Image region outline records

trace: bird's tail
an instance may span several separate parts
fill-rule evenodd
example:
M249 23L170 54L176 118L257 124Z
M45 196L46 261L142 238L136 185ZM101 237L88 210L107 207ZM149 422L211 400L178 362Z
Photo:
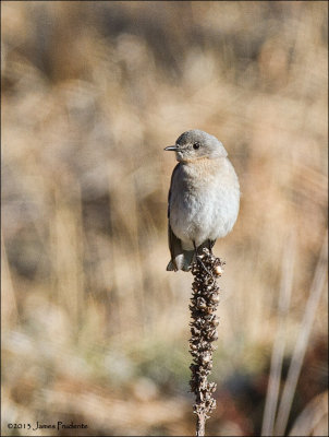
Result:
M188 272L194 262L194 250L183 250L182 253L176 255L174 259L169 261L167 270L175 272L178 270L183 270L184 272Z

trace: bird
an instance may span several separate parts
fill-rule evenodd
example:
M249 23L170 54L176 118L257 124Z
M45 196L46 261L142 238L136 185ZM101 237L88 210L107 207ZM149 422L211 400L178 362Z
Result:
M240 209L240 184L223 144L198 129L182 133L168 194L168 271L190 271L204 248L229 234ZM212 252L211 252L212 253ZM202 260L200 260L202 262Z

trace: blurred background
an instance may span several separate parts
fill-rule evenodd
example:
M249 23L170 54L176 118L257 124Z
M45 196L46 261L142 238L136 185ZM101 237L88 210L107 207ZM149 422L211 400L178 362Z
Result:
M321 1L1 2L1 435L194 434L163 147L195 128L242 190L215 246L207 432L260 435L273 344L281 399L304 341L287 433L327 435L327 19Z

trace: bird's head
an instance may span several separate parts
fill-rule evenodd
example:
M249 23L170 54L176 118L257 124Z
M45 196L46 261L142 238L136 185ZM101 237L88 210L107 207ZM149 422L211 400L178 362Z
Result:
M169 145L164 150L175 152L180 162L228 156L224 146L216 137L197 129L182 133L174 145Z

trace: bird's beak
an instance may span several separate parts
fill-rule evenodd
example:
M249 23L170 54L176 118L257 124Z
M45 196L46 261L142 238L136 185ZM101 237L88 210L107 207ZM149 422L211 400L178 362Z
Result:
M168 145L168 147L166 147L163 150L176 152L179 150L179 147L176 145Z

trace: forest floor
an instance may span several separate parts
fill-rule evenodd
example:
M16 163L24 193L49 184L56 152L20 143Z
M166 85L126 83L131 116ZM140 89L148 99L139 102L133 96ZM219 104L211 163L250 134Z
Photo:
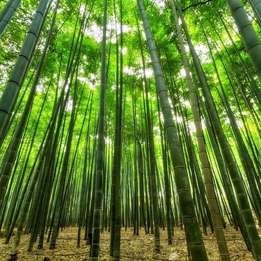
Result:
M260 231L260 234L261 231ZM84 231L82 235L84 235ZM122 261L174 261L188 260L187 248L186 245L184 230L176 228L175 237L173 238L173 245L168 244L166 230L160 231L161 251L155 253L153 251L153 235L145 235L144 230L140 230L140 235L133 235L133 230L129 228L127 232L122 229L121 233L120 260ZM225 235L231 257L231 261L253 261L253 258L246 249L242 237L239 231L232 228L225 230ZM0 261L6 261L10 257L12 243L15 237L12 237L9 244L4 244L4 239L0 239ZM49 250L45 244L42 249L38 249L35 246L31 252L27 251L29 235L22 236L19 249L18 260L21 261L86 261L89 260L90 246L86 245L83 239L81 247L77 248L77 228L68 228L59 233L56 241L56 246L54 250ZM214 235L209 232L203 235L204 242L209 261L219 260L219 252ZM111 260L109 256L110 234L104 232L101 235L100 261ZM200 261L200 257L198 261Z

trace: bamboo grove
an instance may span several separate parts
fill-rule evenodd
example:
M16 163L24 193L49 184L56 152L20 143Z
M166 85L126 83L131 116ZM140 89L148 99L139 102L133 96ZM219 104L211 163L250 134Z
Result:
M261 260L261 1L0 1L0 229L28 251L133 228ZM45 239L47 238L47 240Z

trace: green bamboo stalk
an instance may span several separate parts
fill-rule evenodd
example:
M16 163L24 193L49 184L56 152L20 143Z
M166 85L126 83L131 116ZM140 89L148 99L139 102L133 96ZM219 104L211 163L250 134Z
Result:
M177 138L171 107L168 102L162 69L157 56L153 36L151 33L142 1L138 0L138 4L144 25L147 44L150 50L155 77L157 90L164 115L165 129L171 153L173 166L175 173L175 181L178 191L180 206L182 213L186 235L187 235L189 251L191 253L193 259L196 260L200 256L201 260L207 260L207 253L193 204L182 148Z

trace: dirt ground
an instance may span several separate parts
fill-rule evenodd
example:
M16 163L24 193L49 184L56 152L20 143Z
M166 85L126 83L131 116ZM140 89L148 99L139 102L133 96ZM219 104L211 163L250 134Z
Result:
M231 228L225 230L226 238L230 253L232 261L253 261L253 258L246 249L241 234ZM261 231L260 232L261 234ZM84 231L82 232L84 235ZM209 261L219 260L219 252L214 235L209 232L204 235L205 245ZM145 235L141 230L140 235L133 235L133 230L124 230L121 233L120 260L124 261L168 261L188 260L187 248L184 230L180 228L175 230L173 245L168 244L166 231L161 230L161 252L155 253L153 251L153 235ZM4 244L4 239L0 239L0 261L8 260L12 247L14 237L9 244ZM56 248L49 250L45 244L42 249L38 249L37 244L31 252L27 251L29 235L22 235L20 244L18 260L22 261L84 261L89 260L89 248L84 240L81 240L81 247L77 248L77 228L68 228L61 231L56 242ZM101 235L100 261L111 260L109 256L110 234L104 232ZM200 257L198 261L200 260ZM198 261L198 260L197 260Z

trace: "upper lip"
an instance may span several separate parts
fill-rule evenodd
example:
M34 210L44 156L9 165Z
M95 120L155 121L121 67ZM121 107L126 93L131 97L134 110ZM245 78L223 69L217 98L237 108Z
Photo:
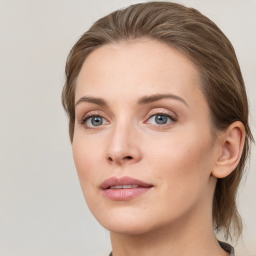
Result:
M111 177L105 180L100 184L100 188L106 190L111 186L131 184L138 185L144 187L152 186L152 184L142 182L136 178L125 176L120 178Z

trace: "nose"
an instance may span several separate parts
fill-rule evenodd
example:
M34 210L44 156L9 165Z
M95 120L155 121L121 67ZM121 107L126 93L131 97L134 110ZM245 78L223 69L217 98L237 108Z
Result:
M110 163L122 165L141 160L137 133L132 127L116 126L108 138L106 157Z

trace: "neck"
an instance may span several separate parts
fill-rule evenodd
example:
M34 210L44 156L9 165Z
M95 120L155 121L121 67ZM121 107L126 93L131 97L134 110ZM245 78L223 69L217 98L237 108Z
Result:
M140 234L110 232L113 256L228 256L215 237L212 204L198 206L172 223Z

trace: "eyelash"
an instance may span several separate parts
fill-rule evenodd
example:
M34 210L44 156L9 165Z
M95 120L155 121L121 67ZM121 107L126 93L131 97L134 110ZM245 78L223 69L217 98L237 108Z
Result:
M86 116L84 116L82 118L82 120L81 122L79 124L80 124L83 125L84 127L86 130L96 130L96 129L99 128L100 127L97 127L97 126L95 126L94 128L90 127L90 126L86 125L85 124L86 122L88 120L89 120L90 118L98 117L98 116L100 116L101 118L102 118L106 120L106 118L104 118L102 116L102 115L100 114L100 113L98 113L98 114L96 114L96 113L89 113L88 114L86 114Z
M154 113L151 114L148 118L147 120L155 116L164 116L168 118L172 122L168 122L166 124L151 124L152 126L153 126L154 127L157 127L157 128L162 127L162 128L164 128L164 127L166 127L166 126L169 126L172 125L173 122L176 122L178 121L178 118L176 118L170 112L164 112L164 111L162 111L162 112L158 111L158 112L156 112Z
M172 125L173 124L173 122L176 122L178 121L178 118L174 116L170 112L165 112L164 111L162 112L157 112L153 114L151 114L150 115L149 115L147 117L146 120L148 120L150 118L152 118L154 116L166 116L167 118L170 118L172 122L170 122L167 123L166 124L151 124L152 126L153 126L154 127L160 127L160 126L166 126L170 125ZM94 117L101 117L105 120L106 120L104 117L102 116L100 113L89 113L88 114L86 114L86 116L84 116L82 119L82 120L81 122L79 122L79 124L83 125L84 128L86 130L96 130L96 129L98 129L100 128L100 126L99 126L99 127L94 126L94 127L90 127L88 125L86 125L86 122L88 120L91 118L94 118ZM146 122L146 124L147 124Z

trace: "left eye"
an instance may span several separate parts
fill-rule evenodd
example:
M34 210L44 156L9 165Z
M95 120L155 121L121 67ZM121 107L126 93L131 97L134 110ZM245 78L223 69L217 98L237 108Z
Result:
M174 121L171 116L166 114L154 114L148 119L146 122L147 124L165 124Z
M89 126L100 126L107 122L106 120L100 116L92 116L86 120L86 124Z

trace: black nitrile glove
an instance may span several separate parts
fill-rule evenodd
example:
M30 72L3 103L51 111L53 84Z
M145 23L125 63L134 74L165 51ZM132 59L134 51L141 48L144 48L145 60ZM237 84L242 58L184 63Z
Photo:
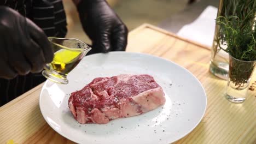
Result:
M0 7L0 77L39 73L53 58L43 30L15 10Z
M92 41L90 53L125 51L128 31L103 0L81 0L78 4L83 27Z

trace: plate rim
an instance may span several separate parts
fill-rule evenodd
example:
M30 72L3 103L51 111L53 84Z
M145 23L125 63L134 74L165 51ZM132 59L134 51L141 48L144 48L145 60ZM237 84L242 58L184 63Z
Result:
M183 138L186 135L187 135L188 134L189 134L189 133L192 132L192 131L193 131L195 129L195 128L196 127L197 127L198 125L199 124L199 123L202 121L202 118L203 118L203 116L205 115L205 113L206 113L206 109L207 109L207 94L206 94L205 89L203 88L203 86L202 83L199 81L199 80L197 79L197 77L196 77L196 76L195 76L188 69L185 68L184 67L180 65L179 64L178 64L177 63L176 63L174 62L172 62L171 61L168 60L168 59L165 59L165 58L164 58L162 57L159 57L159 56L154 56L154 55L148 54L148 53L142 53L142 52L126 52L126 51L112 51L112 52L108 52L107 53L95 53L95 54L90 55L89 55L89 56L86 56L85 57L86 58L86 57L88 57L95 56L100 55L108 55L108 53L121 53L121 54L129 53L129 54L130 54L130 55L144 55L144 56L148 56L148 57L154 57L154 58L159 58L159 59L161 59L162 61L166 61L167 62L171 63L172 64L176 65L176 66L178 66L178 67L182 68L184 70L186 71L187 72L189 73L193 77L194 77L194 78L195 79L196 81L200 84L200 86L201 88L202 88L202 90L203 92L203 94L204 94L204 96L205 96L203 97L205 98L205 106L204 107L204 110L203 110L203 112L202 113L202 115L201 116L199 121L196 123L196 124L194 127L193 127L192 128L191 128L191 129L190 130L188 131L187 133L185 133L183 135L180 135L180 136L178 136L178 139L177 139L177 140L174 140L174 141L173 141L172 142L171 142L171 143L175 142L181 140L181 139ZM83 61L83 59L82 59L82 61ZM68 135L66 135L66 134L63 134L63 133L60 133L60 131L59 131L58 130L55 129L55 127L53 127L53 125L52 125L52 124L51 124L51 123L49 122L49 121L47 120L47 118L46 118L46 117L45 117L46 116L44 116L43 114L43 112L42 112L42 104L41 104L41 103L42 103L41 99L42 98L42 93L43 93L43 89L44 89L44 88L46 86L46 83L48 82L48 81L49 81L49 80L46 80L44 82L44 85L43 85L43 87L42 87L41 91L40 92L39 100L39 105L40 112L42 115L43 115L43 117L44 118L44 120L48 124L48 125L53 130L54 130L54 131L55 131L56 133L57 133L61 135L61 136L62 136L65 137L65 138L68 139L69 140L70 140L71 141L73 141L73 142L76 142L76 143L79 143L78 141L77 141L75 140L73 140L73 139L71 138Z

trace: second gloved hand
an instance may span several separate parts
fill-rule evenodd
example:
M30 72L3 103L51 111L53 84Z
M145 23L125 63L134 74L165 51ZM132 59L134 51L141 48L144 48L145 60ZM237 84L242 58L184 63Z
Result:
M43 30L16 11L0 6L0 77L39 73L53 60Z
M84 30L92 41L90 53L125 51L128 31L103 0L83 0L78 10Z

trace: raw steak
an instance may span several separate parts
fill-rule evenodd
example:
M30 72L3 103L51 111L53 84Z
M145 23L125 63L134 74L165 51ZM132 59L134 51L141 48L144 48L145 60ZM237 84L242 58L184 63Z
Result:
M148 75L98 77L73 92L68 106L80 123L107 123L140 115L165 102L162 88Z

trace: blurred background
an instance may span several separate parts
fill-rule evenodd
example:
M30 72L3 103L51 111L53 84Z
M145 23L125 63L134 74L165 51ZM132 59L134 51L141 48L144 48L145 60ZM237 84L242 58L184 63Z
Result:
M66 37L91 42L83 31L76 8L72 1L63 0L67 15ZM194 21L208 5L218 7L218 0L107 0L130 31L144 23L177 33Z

CHALLENGE
Reproduce the lines from the one containing "trace: bird's beak" to the one containing "M168 145L168 147L166", putting "sample" in place of "example" and leaving everything else the same.

RESPONSE TO THE EXERCISE
trace: bird's beak
an instance may span several separate parts
fill-rule evenodd
sample:
M249 23L170 54L176 118L257 124Z
M45 196L46 261L142 238L136 185ZM101 237L88 210L107 207ZM149 422L211 400L178 362Z
Result:
M168 145L168 147L166 147L163 150L176 152L179 150L179 147L176 145Z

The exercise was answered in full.